Date

Le
Très Honorable Stephen Harper,
Premier Ministre, Chambre des Communes,
Ottawa, ON  K1A 0H6, Canada

Cher Premier Ministre,

 Cette année annonce le dixième anniversaire de la Loi sur les espèces en péril du Canada (la LEP). La première décennie de la LEP a produit des résultats mitigés pour les espèces en péril au Canada. Malgré certains indices encourageants, plusieurs problèmes chroniques persistent, mais nous sommes convaincus que ceux-ci peuvent être résolus par l’entremise d’une meilleure mise en œuvre des dispositions existantes de la LEP. Compte tenu du fait qu’il n’existe aucune preuve que les problèmes documentés proviennent de la LEP elle-même, nous nous opposons à la réouverture de cette loi fédérale.

 La perte d’habitat est la principale cause du déclin des populations de plus de 80% des espèces en péril au Canada. En accord avec cette preuve scientifique, la LEP requière la protection adéquate de l’habitat et fournit des outils et des incitatifs permettant l’identification et la protection de l’habitat nécessaire au rétablissement des espèces. Il est évident que ces outils sont largement sous-utilisés; la LEP a fournit une protection légale de l’habitat pour seulement 24 des 381 espèces présentement inscrites à la LEP et  identifiées comme étant menacées, en voie de disparition ou disparues, mais pouvant être rétablies. Toutefois, d’autres mécanismes, tel le Programme d’intendance de l’habitat pour les espèces en péril, un programme fédéral créé en lien avec la LEP, ont apporté des bienfaits importants en fournissant des capacités sur le terrain pour le rétablissement des espèces, ainsi que des incitatifs de conservation pour les propriétaires fonciers.

 En vertu de la LEP, l’identification du statut d’une espèce est faite sur la base de preuves scientifiques évaluées par un organisme scientifique indépendant et hautement crédible, soit le Comité sur la situation des espèces en péril au Canada. Le gouvernement décide ensuite de suivre ou non l’avis scientifique du Comité. Ce processus assure que le Cabinet a accès à l’information scientifique la plus fiable possible sur laquelle baser sa décision. La LEP comprend également l’exigence d’identifier l’habitat essentiel des espèces en péril, ce de manière scientifique, laquelle est assujettie de considérations concernant le niveau de protection requis et la façon de le mettre en oeuvre. Cette séparation claire entre la science qui informe la décision et la décision elle-même est cruciale, autant en ce qui a trait à la transparence et à la responsabilité du gouvernement à l’égard du public : c’est l’une des grandes forces de la LEP.

DONNÉES FOURNIES:
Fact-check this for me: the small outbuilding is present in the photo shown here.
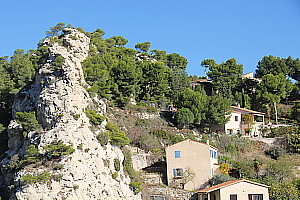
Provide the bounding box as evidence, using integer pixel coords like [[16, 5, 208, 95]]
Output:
[[197, 179, 269, 200]]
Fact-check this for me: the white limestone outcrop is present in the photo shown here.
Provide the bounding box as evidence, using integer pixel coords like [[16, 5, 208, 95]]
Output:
[[1, 28, 141, 200]]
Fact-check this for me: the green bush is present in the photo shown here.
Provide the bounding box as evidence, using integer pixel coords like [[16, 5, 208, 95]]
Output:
[[265, 146, 285, 160], [111, 130, 130, 147], [43, 141, 75, 159], [21, 172, 51, 185], [85, 110, 106, 126], [15, 111, 42, 132], [171, 135, 185, 144], [97, 131, 110, 146], [105, 122, 119, 132], [114, 158, 121, 171], [129, 181, 143, 194], [73, 114, 80, 120], [53, 164, 64, 170], [150, 129, 174, 141], [111, 172, 119, 179], [53, 55, 65, 70], [135, 119, 149, 126], [25, 145, 41, 164]]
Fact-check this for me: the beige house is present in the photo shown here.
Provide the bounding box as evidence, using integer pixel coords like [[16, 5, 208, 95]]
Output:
[[197, 179, 269, 200], [166, 139, 218, 191], [211, 106, 264, 136]]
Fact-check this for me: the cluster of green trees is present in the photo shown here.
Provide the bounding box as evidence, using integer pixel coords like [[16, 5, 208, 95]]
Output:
[[209, 134, 300, 200], [83, 29, 188, 106]]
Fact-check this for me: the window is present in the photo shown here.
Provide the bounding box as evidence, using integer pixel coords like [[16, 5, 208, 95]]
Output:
[[248, 194, 263, 200], [230, 194, 237, 200], [174, 151, 180, 158], [173, 168, 183, 177], [254, 115, 264, 122], [210, 150, 217, 158]]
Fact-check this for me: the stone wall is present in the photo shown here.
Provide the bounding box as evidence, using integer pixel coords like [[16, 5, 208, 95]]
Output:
[[142, 186, 198, 200]]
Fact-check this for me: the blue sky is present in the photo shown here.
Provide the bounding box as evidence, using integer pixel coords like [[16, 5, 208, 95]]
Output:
[[0, 0, 300, 76]]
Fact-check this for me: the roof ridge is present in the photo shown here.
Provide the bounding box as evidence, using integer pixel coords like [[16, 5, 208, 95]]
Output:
[[197, 179, 269, 193]]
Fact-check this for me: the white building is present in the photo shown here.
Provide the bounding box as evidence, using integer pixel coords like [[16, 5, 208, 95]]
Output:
[[211, 106, 264, 136]]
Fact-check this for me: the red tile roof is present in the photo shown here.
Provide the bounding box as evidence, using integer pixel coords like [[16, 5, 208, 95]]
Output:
[[198, 179, 269, 193], [166, 139, 218, 150], [231, 106, 265, 115]]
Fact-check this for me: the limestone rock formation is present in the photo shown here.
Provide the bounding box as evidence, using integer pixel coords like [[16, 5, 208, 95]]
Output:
[[1, 28, 141, 200]]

PROBLÈME POSÉ A:
D'après l'extrait, répondez brièvement, chaque réponse sur sa propre ligne et marquée (i), (ii) ou (iii) :
(i) Quel anniversaire de la Loi sur les espèces en péril cette année annonce-t-elle ?
(ii) Pour combien des espèces inscrites à la LEP la loi a-t-elle fourni une protection légale de l'habitat ?
(iii) Quel organisme évalue les preuves scientifiques sur lesquelles repose l'identification du statut d'une espèce ?
PROBLÈME POSÉ B: Présentez sous forme de liste le paragraphe de l'extrait qui commence par « La perte d'habitat est la principale cause », en conservant ses faits essentiels.

RÉPONSE FINALE A:
(i) Le dixième anniversaire.
(ii) Pour 24 des 381 espèces inscrites et identifiées comme menacées, en voie de disparition ou disparues, mais pouvant être rétablies.
(iii) Le Comité sur la situation des espèces en péril au Canada.

RÉPONSE FINALE B:
- La perte d'habitat est la principale cause du déclin de plus de 80 % des espèces en péril au Canada.
- La LEP exige une protection adéquate de l'habitat. Elle fournit des outils et des incitatifs pour identifier et protéger l'habitat nécessaire au rétablissement des espèces.
- Ces outils sont largement sous-utilisés : seules 24 des 381 espèces inscrites comme menacées, en voie de disparition ou disparues, mais pouvant être rétablies, bénéficient d'une protection légale de l'habitat.
- D'autres mécanismes ont apporté des bienfaits importants, dont le Programme d'intendance de l'habitat pour les espèces en péril, un programme fédéral lié à la LEP. Ils ont fourni des capacités sur le terrain pour le rétablissement des espèces et des incitatifs de conservation aux propriétaires fonciers.